_Your instructions_.
Can you scale the rows below, starting with the line containing "Identify rock in the image above." and going on through the line containing "[240,378,264,408]", by restating every line, requests included, with each bounding-box coordinate multiplied by 0.4 and rounded to a whole number (halves up)? Leave the numbers in the requests unchanged and leave the pictures out.

_Task data_.
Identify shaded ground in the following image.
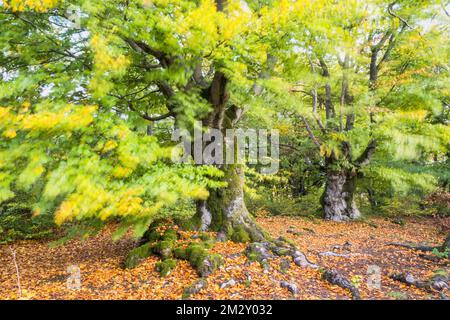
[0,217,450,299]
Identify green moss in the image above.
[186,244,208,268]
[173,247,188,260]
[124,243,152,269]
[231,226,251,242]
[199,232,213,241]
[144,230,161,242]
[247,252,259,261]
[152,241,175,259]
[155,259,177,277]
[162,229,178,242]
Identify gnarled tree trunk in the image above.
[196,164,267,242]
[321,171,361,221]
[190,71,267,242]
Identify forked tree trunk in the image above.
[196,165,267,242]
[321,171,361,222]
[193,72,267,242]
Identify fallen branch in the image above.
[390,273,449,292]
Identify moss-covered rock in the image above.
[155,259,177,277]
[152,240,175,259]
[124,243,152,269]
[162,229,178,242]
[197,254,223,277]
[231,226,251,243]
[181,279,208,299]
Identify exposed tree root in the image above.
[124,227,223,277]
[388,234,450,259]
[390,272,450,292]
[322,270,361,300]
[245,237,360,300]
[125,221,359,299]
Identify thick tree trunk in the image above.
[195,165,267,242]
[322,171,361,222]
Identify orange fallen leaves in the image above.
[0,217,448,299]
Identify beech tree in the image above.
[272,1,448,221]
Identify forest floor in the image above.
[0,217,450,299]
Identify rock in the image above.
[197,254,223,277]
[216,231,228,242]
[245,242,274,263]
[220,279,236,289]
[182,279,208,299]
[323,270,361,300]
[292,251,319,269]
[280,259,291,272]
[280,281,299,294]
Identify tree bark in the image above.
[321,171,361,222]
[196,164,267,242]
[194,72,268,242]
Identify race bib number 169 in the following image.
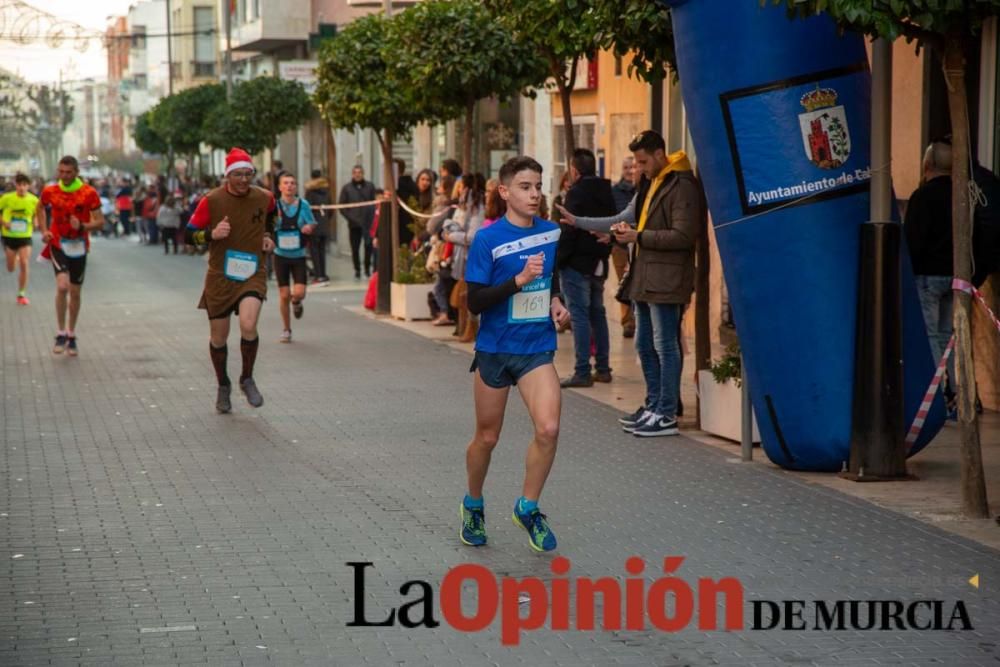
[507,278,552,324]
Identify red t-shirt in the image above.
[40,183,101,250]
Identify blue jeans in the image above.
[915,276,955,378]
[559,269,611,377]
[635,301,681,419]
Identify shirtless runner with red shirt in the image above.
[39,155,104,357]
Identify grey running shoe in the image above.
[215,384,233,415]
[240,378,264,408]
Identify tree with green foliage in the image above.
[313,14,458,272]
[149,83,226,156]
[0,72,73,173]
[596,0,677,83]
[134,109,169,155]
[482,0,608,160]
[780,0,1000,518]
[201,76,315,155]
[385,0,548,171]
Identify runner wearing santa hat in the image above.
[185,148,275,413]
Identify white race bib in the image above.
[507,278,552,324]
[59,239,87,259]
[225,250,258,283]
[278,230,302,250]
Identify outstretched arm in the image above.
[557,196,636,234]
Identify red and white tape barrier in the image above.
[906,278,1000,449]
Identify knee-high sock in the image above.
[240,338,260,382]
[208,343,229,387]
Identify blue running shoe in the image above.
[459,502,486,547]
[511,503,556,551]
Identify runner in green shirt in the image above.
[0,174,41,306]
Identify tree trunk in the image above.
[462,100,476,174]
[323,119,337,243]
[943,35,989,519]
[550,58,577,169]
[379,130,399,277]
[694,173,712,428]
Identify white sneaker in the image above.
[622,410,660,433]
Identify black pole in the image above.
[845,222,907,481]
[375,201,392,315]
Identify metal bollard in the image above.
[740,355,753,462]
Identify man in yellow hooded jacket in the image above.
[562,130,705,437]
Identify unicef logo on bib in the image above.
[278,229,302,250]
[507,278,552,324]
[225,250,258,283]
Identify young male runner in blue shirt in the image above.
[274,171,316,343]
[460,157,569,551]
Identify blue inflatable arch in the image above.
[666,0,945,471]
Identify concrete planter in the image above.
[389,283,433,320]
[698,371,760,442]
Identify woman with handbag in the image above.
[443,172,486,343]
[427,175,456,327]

_Finished task_.
Identify rock in the image above.
[79,102,89,111]
[86,92,91,97]
[98,97,110,105]
[88,112,94,116]
[73,112,83,120]
[129,108,144,120]
[117,100,128,108]
[112,104,116,109]
[112,112,120,118]
Identify tree bark in the image above.
[128,68,144,89]
[78,66,107,97]
[78,29,107,97]
Identify race bib number 169 in the following image.
[203,111,221,130]
Identify red t-shirt in the image above.
[16,73,40,100]
Identify blue jeans in the image above.
[366,110,382,151]
[224,108,244,151]
[254,120,272,168]
Identify shirtless runner with red shirt in the image above.
[16,62,42,143]
Identify grey running shoe in the image above.
[86,154,93,166]
[96,151,106,163]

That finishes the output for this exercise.